(Boundary labeling items)
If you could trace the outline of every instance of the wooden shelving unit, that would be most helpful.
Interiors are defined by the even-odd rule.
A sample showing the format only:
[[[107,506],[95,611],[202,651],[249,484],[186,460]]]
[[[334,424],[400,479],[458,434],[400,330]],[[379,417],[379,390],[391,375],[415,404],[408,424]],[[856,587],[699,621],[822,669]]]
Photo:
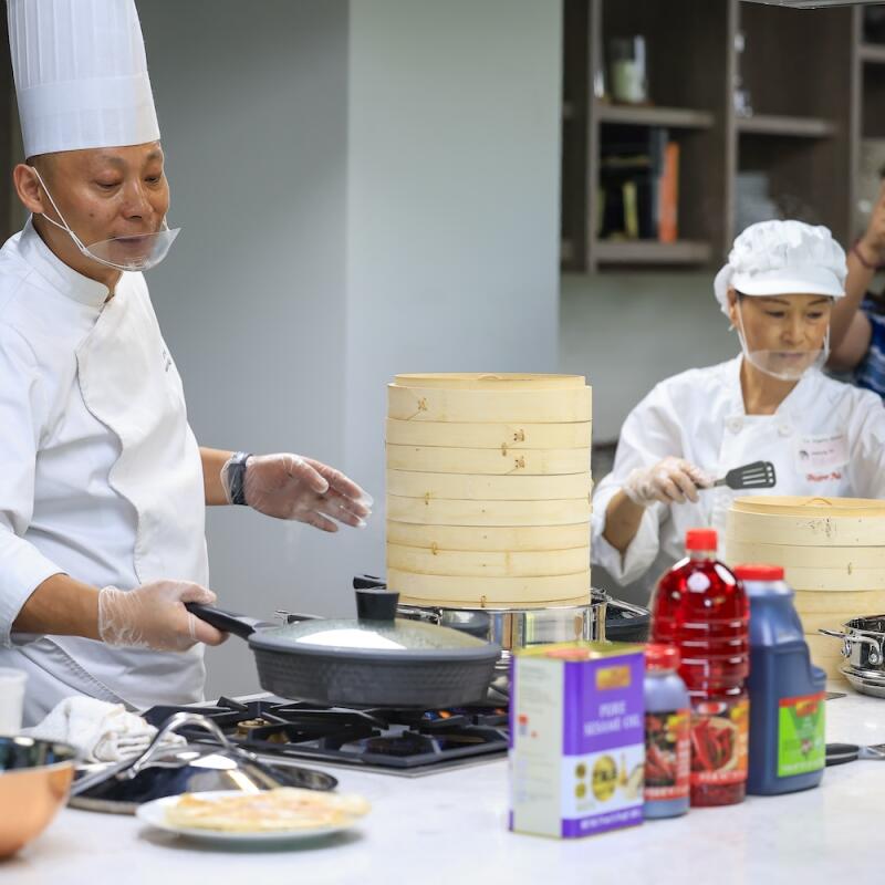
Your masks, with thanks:
[[[860,139],[885,138],[885,43],[864,39],[863,14],[739,0],[564,0],[563,269],[718,266],[736,233],[743,174],[764,179],[778,214],[851,242]],[[594,94],[611,39],[632,34],[646,40],[648,105]],[[735,112],[738,77],[750,116]],[[597,237],[608,126],[663,127],[678,142],[677,242]]]
[[[757,114],[751,117],[738,117],[736,123],[741,135],[747,133],[783,138],[832,138],[839,133],[839,126],[835,123],[811,117]]]
[[[710,129],[716,117],[708,111],[690,107],[655,107],[607,104],[596,102],[594,113],[600,123],[620,123],[632,126],[667,126],[670,129]]]
[[[711,249],[708,242],[690,240],[598,240],[595,257],[598,264],[707,264]]]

> DIRECTIONS FOR THIS TASK
Write out all of the material above again with "wooden shelving unit" switched to "wooden bookcase", keeping everything else the same. Omit the picture from your version.

> FINAL RESULT
If you could trace the outline of every instance of the wooden bookcase, that would be most helpful.
Interiors are defined by the even-odd rule.
A sample showing the format only:
[[[107,506],[95,611],[202,651],[249,484],[186,460]]]
[[[334,424],[400,479],[458,434],[400,330]],[[379,417],[379,390],[391,375],[415,404],[408,424]],[[856,587],[699,621],[822,669]]]
Photo:
Your masks, with thanks:
[[[860,139],[885,138],[885,43],[864,39],[863,14],[739,0],[564,0],[563,269],[718,266],[736,233],[743,174],[764,179],[778,214],[851,242]],[[594,94],[611,39],[632,34],[646,40],[648,105]],[[735,112],[738,77],[750,116]],[[597,237],[608,126],[663,127],[678,142],[677,242]]]
[[[757,114],[751,117],[738,117],[736,123],[741,135],[747,133],[783,138],[832,138],[839,133],[839,126],[835,123],[811,117]]]
[[[710,129],[716,117],[708,111],[690,107],[655,107],[607,104],[596,102],[594,113],[600,123],[620,123],[632,126],[667,126],[670,129]]]
[[[711,249],[708,242],[690,240],[598,240],[595,257],[598,264],[707,264]]]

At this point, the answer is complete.